Segment Open

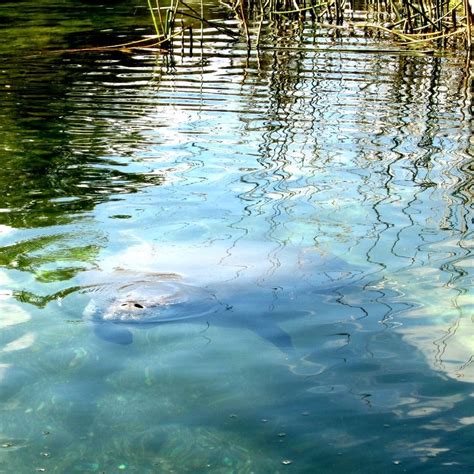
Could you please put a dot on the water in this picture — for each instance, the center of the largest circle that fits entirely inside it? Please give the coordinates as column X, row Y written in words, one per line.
column 317, row 199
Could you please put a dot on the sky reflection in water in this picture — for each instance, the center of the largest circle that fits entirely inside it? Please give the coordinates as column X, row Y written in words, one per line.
column 322, row 197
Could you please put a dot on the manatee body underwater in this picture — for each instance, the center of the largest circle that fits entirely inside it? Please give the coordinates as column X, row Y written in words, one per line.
column 146, row 287
column 143, row 301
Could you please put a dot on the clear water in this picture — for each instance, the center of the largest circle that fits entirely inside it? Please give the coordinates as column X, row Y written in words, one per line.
column 319, row 197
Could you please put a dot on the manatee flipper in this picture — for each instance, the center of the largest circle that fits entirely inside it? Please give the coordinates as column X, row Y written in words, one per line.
column 113, row 333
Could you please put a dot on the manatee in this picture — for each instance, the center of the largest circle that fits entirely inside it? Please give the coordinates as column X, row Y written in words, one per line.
column 142, row 300
column 150, row 285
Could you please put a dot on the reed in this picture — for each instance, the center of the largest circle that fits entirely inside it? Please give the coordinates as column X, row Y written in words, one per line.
column 415, row 22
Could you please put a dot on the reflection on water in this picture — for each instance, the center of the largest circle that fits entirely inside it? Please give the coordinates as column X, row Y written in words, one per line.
column 318, row 200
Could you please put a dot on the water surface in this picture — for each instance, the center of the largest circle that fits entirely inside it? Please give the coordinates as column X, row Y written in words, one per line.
column 319, row 196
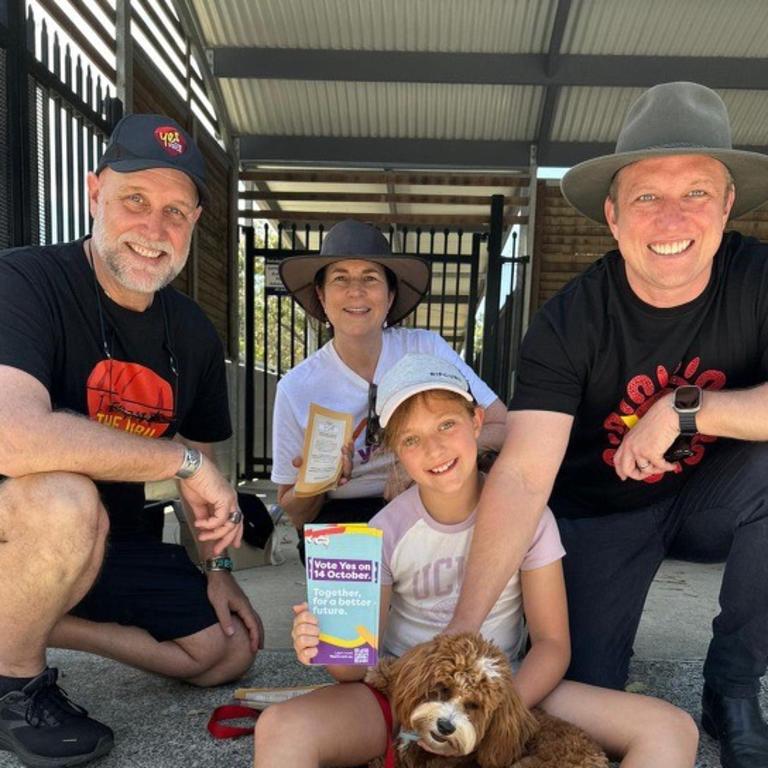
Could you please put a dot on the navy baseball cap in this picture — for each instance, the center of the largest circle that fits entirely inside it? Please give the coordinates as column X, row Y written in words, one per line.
column 142, row 141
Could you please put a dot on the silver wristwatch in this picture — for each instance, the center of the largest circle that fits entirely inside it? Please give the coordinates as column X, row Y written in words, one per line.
column 193, row 460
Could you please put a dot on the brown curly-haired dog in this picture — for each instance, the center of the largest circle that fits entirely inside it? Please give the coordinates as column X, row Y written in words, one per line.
column 456, row 693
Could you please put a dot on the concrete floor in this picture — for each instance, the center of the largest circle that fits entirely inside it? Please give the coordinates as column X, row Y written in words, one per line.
column 161, row 723
column 683, row 595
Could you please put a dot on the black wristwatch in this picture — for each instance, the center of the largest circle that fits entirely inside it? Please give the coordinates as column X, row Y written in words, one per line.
column 687, row 403
column 220, row 563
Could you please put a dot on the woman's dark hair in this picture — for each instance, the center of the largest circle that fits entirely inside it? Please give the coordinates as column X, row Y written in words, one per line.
column 388, row 273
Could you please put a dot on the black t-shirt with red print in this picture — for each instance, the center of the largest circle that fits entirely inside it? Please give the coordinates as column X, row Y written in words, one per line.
column 599, row 353
column 50, row 328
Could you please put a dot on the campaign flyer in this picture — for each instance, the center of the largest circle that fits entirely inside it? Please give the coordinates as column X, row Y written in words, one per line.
column 343, row 591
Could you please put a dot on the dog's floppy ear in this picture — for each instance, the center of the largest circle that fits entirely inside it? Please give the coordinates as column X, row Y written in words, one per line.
column 382, row 675
column 510, row 728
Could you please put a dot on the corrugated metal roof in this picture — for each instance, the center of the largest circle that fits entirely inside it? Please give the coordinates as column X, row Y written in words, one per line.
column 668, row 28
column 398, row 110
column 591, row 114
column 492, row 26
column 749, row 115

Segment Closed

The problem: I would like you to restate word for word the lines from the one with "Could you please put a dot on the woman's" through the last line of the material above, and only those.

Answer for this exercise:
Could you please put a dot on the woman's dark hair in this picture — for each instance, the center of the largest circle that fits entirely inside it? Please give the coordinates as column X, row Y written in words, one per line.
column 388, row 273
Could you please put a dot on the black t-shirt with red print in this picture — for each instance, the center of the largest circle that fits entirely inside it? Please give the coordinates as column X, row Y written in words, one per line.
column 599, row 353
column 50, row 328
Could you please put a dot on the campaign flyer in this picture — for each instance, the center of the largest circle that fits entirely inside it? Please give the coordinates as column X, row Y written in words, one per line.
column 343, row 591
Could you please put a dot on the dog's floppy ear in this picture — for each instance, the center of the largest circle that fits entirely inside it? Please give the coordinates as column X, row Y written in words, one per line.
column 382, row 675
column 510, row 728
Could you please put a dot on the corrugated metal roof in this picture — for each instance, the center of the largest circle that fits entirely inside it? Please give the coordinates as column X, row Y written in words, one per line.
column 668, row 28
column 398, row 110
column 591, row 114
column 492, row 26
column 749, row 115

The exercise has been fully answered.